TASK SET:
1) Extract the lines of the records from the very first one through the line containing "pixel 902 277", including both, and reproduce them verbatim.
2) Write the next part of the forum discussion on regional property prices and free trade, beginning immediately after its final line.

PASSAGE:
====================

Prices are based on population, standard of living, number of jobs, health of cities.

You can also blame free trade.  Our products are sold at tariff in other countries and Wallmart dumps cheap products on our market tariff free which essentially puts a segment of the American people out of business because they can't compete.  If you don't want to dirty the water and if you want regulation, it is going to cost you more to build anything here so the rich are going to invest in shops overseas where there is no regulation and little safety protection for workers and they pay no tax because there free trade means tariff free.  It means they aren't paying anything to put you in debt (trade deficit).


----------



## Wry Catcher

Mr Clean said:


> Mrs. Clean had HGTV on yesterday and they were showing properties in parts of the South and Texas that were selling for a fraction of what they would sell for in the Northeast or West Coast.

====================

Position annotation records:
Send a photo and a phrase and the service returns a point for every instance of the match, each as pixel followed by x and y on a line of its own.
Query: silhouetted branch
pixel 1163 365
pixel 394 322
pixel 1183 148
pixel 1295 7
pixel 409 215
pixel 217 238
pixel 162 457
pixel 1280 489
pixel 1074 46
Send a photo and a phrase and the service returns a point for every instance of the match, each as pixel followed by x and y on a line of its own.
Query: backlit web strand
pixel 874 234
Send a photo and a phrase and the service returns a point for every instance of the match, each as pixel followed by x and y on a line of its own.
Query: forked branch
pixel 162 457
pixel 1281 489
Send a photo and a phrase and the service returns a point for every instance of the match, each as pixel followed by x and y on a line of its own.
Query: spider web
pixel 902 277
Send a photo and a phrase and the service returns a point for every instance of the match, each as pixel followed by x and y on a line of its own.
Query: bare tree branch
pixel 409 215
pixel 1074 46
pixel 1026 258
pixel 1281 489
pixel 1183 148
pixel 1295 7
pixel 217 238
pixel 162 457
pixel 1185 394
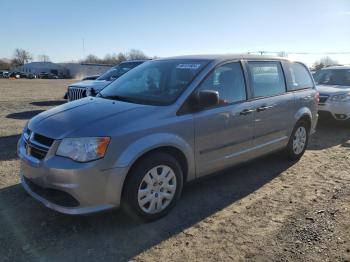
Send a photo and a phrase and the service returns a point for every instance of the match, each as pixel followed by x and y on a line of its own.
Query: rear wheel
pixel 153 186
pixel 298 141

====================

EXPECTED RESULTS:
1)
Send a photo and a phrase and the service returns a point for every instance of the match, each as pixel followed by x and y on a line of its own.
Query: silhouetted branch
pixel 1163 365
pixel 394 322
pixel 1183 148
pixel 1295 7
pixel 409 215
pixel 217 238
pixel 162 457
pixel 1280 489
pixel 1074 46
Send a photo and a phrase and the service returns a point for every instance of the match, each as pixel followed by x and y on a line of its own.
Query: backlit web strand
pixel 874 234
Send a photo and a phrase and the service returns a point for every instance of the match, each as pixel followed by x and y on a line of its own.
Query: forked branch
pixel 162 457
pixel 1281 489
Send a photo and a phrase and the service returns a point for every instance of the match, each as pixel followed by x and y on a line of its own.
Query: spider web
pixel 902 277

2)
> 
> Why is that?



They blow away in the wind.  Deadly snakes.  Neighbors shoot cans and small animals from their porch.  There's no there, there.  People talk funny.  The food is too salty and too sugary.  Speed traps.  Waffle House is five star dinning.


----------



## g5000

Mr Clean said:


> Mrs. Clean had HGTV on yesterday and they were showing properties in parts of the South and Texas that were selling for a fraction of what they would sell for in the Northeast or West Coast.
> 
> Why is that?



Housing is cheap in the South because you have to live in the South.


----------



## CrusaderFrank

Mr Clean said:


> Mrs. Clean had HGTV on yesterday and they were showing properties in parts of the South and Texas that were selling for a fraction of what they would sell for in the Northeast or West Coast.
> 
> Why is that?



Lower cost of living in the South


----------



## CrusaderFrank

g5000 said:


> Mr Clean said:
> 
> 
> 
> Mrs. Clean had HGTV on yesterday and they were showing properties in parts of the South and Texas that were selling for a fraction of what they would sell for in the Northeast or West Coast.
> 
> Why is that?
> 
> 
> 
> 
> Housing is cheap in the South because you have to live in the South.
Click to expand...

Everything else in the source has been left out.